--- Available data ---

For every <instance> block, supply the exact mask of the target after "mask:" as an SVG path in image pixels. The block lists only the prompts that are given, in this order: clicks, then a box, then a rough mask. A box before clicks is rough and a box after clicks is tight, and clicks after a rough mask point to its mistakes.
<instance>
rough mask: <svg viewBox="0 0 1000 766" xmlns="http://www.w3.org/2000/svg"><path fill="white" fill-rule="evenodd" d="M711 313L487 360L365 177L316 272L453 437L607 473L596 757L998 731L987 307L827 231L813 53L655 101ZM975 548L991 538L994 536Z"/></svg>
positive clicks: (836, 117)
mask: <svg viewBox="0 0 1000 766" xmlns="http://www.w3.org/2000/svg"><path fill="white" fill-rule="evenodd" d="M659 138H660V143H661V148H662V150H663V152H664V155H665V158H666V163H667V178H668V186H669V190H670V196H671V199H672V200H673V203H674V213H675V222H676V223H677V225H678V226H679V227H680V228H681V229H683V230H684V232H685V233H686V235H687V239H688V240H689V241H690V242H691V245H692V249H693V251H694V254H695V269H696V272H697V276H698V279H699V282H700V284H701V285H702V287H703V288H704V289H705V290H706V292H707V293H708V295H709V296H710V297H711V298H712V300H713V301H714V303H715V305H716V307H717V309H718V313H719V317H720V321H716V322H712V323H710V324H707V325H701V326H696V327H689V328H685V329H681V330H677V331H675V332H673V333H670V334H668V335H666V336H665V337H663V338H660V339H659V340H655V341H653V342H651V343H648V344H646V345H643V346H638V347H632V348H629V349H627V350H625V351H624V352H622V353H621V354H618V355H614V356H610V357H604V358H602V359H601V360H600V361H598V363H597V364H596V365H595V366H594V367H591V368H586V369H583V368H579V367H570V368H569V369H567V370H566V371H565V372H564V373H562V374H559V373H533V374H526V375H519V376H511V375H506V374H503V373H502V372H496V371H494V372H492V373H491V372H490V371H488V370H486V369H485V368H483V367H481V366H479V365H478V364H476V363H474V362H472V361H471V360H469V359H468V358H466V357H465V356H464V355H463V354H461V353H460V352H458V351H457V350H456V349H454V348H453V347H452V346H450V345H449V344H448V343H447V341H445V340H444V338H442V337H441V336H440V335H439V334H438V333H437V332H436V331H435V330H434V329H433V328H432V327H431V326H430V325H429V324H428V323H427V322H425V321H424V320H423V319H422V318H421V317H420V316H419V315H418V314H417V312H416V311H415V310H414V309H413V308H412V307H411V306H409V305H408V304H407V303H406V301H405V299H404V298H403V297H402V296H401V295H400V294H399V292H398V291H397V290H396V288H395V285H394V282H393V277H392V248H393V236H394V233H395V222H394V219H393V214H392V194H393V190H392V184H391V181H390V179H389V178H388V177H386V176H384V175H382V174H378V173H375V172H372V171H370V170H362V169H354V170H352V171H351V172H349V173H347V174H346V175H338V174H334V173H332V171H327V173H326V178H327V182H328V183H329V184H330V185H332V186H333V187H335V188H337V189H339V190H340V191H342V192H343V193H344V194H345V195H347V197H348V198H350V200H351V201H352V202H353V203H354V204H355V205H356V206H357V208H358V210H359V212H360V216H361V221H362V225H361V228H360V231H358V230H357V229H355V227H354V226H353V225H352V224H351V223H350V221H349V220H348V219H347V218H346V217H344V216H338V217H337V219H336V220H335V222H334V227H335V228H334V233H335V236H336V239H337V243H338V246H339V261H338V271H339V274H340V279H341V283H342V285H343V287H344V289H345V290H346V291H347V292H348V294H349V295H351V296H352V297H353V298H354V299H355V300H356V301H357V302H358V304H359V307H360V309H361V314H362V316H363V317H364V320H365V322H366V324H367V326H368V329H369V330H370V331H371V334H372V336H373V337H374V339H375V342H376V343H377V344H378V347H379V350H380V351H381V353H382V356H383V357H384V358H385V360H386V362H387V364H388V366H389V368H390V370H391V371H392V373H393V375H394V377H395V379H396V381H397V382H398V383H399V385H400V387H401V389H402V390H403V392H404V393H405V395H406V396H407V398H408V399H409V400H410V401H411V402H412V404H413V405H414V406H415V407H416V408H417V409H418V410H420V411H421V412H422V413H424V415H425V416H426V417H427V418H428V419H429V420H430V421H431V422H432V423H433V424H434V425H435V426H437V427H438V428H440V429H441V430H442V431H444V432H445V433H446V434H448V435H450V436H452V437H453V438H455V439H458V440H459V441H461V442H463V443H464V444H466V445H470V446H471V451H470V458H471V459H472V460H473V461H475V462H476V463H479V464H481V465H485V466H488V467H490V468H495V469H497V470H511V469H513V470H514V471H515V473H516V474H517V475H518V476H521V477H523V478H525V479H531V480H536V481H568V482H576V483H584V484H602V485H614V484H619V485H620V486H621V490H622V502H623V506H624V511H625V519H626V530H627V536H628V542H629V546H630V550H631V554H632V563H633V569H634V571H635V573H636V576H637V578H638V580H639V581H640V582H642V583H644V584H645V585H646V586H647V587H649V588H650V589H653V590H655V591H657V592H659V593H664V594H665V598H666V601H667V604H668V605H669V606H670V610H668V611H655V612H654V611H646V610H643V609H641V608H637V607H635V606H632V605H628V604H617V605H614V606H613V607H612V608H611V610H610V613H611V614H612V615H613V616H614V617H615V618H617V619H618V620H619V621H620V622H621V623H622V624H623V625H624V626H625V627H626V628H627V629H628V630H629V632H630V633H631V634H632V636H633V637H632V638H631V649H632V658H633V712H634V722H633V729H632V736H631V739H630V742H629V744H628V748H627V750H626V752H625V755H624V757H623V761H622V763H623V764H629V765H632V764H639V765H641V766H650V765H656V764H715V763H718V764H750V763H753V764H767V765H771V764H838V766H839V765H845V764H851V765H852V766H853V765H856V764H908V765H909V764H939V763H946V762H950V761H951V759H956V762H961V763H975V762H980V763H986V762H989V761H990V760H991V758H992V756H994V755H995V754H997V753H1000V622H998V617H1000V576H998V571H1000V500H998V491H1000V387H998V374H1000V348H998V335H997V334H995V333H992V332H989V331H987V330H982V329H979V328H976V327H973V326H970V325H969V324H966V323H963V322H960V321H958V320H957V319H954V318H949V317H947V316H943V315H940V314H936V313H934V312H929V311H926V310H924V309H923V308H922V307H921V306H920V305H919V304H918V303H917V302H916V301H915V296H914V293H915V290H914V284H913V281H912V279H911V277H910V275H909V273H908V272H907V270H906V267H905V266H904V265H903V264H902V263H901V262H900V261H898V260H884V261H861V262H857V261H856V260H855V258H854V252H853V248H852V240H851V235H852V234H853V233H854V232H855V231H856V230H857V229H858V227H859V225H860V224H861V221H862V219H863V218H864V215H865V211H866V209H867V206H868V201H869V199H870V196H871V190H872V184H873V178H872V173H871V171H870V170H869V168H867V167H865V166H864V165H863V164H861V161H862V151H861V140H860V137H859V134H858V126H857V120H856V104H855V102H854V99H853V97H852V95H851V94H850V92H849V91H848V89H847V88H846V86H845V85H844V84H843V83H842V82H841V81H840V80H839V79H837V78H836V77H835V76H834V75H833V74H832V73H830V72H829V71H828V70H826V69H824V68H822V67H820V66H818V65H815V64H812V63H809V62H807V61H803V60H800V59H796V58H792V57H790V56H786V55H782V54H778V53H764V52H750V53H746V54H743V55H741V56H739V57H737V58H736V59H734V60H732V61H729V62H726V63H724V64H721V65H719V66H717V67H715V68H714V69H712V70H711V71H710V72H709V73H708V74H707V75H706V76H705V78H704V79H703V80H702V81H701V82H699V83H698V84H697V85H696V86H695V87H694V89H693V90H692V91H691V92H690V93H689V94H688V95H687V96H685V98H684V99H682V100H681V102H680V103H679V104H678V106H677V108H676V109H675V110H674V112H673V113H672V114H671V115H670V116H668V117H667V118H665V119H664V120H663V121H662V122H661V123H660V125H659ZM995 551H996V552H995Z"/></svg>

---

- Job -
Transcribe the rows character for character, starting at the very first line and continuing through the line that contains "positive clicks: (836, 117)", with both the first line and that line included.

- Response to the task -
For every <instance> block, supply the exact mask of the target after "mask:" as an SVG path in image pixels. The block lists only the prompts that are given, in this order: clicks, then a box, then a rough mask. A box before clicks is rough and a box after clicks is tight, and clicks after a rough mask point to its mistakes.
<instance>
rough mask: <svg viewBox="0 0 1000 766" xmlns="http://www.w3.org/2000/svg"><path fill="white" fill-rule="evenodd" d="M711 313L487 360L365 177L316 272L453 437L607 473L596 757L998 731L987 307L827 231L813 53L655 101ZM975 548L991 538L994 536Z"/></svg>
positive clicks: (836, 117)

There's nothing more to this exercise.